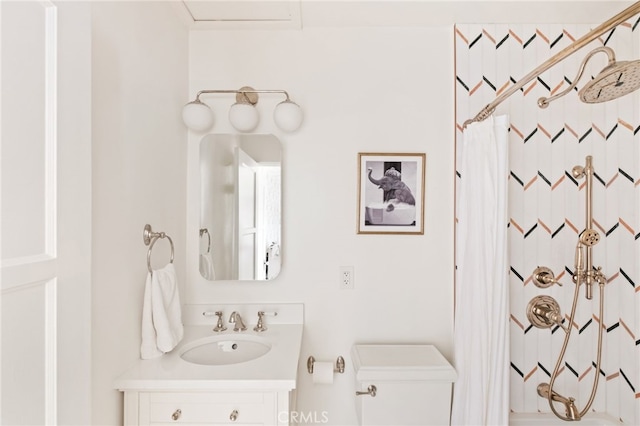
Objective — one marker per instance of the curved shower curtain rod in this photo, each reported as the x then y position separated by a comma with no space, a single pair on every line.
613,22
--
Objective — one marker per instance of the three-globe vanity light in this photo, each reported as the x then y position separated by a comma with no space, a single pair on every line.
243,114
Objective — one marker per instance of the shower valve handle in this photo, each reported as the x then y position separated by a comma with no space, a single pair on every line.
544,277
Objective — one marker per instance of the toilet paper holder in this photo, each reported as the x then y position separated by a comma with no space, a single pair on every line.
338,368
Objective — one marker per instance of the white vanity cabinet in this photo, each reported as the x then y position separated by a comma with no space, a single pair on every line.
==
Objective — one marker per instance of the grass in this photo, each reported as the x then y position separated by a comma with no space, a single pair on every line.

## YOUR TASK
Revise the data, starting at the line that contains "Objective — one marker per instance of the shower" and ending after the line that contains "Objective — one marker per instance of the white", so that "marker" becomes "point" and nothing else changes. Return only those lines.

## WRITTEN REPLY
Objective — one point per instance of the shower valve handle in this photo, each reported as the x then y position separated by a comma with no space, a single pair on every line.
544,277
Objective — one point per instance of the toilet paper holder in this photo, each reported as the x then y position separated by a comma with no space, a single pair on every line.
338,368
Objective — one point per instance of the white vanity cabinet in this photo, each reported as the x then y position separated by a comma with no space, a single pair on every line.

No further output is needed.